It's worth noting that Maudlin here does not consider the possibility that the conceptual and theoretical confusions in the physics community (which are response of politics in all three senses) may have been fruitful to the epistemic progress physics has made. This is not my own view in this case, but that's because I don't consider myself an expert on the history and philosophy of quantum mechanics. Even so, the older I get, the more receptive I am to the idea (I associate it with Bill Wimsatt) that too much conceptual clarity can sometimes hinder progress (for example, ambiguity can be useful).
One important implication of Maudlin's analysis is that even in a field that is central to much of science, attracts widespread interest, and which is broadly international in scope, one cannot assume an efficient market in ideas in science. Regular readers know I think (recall for example) too much philosophy and science, decision-theory, and epistemology tacitly relies on such a free market in ideas in its image of science (but that's changing among students of Kevin Zolman and folks with a Ghent connection).
It is notable that Maudlin aims to end (the review of Becker) on an optimistic note about the future of quantum mechanics (and cosmology). But it is notable that he offers no ground for this optimism. For, he (Maudlin--I have not yet read Becker) never confronts what norms and institutions are responsible for the thwarting of epistemic considerations. (We do get mention of some big personalities -- Bohr, Feynman --, but that is not sufficient explanation.) I mention this because in some way the epistemic grounds of contemporary particle physics have narrowed considerably: there are a few big and very expensive particle accelerators and a few very very expensive instruments that probe space (and so back in time); access to these machines is a political (in the second sense) affair; they are controlled by committees funded by big grant agencies. And their publications are committee work (sometimes huge number of 'authors'). This is big science, big data, big statistics,* big software and big committees. It would be a miracle if politics became less under these circumstances.

Given information:
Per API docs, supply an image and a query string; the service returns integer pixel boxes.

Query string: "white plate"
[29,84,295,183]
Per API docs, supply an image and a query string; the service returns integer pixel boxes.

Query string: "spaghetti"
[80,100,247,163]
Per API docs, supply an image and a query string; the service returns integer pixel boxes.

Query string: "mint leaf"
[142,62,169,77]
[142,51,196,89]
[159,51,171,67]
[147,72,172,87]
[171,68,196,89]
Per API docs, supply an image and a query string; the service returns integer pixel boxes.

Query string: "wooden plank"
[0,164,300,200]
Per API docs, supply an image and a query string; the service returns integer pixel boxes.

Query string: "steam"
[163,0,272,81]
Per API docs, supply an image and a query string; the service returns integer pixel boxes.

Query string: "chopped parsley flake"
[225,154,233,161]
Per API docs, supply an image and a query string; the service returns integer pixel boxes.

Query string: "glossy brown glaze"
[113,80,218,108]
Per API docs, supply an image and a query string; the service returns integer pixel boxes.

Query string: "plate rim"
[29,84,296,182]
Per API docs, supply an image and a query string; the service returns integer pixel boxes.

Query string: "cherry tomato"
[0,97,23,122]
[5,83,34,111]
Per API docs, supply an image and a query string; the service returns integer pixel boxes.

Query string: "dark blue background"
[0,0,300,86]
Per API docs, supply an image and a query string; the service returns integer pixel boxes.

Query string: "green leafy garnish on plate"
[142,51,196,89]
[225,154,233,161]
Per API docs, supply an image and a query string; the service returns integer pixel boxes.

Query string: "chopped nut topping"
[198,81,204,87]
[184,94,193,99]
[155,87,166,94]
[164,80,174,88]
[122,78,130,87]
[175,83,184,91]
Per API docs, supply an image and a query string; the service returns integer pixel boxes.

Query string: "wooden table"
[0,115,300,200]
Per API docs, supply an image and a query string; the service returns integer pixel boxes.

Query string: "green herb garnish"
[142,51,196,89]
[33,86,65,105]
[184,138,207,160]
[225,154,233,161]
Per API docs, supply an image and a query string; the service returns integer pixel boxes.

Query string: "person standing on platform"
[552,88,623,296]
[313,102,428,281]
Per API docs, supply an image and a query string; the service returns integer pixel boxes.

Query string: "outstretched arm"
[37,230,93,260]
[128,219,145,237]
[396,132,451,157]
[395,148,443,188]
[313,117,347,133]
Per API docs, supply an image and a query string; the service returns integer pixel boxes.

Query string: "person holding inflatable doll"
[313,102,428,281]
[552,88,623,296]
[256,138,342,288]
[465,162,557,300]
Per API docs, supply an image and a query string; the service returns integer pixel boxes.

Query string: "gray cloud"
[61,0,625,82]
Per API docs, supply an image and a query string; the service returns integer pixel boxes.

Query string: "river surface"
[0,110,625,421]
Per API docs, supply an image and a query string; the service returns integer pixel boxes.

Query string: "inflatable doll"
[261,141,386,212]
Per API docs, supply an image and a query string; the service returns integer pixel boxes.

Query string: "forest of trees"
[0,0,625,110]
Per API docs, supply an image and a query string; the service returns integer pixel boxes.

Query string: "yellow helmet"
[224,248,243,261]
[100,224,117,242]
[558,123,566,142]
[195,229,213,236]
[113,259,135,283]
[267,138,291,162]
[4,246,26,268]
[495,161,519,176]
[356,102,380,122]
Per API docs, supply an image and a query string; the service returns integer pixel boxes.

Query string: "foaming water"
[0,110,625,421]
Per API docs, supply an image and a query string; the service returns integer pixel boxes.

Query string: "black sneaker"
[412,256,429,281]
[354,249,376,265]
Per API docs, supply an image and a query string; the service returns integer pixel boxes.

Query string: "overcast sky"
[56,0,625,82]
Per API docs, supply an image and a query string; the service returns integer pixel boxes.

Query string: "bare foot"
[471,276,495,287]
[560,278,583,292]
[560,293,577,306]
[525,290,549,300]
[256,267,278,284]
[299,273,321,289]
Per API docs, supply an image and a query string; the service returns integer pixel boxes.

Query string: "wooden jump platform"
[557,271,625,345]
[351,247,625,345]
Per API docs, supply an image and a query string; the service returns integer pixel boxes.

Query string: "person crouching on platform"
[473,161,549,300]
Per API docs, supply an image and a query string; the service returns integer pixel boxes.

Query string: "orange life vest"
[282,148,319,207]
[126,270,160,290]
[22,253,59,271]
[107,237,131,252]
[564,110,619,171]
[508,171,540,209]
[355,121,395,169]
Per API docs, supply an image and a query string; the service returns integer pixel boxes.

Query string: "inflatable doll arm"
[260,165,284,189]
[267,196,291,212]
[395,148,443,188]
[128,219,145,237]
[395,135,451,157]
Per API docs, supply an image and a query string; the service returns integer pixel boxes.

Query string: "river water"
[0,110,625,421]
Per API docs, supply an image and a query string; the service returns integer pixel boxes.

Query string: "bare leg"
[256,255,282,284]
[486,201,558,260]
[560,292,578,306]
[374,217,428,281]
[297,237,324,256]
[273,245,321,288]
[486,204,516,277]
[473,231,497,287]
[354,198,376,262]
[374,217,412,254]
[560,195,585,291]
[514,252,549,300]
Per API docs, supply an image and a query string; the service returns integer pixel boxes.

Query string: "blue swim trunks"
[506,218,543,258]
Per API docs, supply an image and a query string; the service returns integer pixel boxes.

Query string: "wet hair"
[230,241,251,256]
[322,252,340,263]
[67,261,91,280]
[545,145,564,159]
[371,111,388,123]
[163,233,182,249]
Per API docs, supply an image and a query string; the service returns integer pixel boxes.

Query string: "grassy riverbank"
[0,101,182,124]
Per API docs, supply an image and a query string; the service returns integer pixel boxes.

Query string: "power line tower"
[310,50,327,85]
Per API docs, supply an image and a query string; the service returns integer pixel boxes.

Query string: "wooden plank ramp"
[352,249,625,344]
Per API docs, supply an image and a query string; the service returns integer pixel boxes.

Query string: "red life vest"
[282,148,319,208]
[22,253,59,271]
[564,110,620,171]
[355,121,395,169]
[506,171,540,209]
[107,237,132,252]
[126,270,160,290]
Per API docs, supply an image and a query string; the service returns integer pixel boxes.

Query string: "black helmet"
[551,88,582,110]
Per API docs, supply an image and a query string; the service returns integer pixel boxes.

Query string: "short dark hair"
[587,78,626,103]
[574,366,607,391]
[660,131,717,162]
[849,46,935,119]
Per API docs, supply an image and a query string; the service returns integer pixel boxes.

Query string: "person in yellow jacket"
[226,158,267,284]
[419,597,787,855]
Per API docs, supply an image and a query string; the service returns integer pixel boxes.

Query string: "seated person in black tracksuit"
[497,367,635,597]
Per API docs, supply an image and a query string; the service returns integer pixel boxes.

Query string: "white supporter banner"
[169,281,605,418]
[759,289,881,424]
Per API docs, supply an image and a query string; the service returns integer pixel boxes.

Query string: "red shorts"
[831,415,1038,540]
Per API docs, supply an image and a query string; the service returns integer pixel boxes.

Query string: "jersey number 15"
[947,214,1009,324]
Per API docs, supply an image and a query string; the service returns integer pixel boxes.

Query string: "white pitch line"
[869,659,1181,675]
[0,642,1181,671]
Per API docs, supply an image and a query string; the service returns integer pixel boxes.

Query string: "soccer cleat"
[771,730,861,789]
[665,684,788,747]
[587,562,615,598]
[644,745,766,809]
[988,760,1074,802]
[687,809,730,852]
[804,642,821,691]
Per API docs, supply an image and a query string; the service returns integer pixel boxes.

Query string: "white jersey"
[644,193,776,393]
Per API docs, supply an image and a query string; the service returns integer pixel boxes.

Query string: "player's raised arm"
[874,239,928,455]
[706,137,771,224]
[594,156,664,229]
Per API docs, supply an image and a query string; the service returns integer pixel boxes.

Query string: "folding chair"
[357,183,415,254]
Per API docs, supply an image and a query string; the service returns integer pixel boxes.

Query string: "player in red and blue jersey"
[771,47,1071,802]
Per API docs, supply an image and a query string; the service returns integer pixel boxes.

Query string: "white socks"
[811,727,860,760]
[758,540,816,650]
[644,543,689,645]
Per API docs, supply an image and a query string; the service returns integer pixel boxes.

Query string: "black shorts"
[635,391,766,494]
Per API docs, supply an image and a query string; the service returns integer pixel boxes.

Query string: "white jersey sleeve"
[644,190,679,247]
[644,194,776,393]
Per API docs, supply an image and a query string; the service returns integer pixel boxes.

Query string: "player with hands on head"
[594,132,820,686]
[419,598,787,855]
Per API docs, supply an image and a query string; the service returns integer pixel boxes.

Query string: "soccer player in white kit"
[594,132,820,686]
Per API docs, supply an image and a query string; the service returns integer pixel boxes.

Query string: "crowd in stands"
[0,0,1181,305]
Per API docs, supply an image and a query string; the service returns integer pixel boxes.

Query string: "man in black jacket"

Exercise 1: In the passage on Maudlin's review, reproduce the part that opens with the words containing "It's worth noting" and closes with "can be useful).", swapping "conceptual clarity" for "theoretical precision".
Exercise 2: Carry the passage on Maudlin's review of Becker forward from the point where it stops.

Written reply 1:
It's worth noting that Maudlin here does not consider the possibility that the conceptual and theoretical confusions in the physics community (which are response of politics in all three senses) may have been fruitful to the epistemic progress physics has made. This is not my own view in this case, but that's because I don't consider myself an expert on the history and philosophy of quantum mechanics. Even so, the older I get, the more receptive I am to the idea (I associate it with Bill Wimsatt) that too much theoretical precision can sometimes hinder progress (for example, ambiguity can be useful).

Written reply 2:
Maudlin himself holds Kant and Kantian philosophy responsible for the mess in physics (and Kuhn). Really: "The hand of Kant lies behind both Bohr and Kuhn." I think it is undeniable that neo-Kantianism is important for understanding both the early debates in the reception of quantum mechanics and (mediated via Max Weber) as background to Kuhn's philosophy. Much as I like holding philosophers responsible for mucking things up in the world, but I really doubt that Kantianism is responsible for the state of affairs diagnosed by Maudlin/Becker. I do suspect that the decline of philosophical education and wider cultural literacy in the larger culture of science education impacted the decline of conceptual clarity and philosophical discussion within physics. I suspect this because we see something similar in the development of twentieth century economics (often recruited from physicists), who also show such a decline. But that's just a hypothesis.
I close with a final reflection. The peculiarity of Maudlin's larger review is that the first half of the review really vindicates let's call it the empirical basis of Kuhn's philosophy of science. (I leave aside here incommensurability.) The internal life of science is, in part, governed by politics in various senses. That was part of the scandal Kuhn caused. It does not follow it is wholly so governed, and so I am not suggesting Kuhn's whole philosophy is thereby vindicated.
*The statistics used in collecting the big data is also quite esoteric now.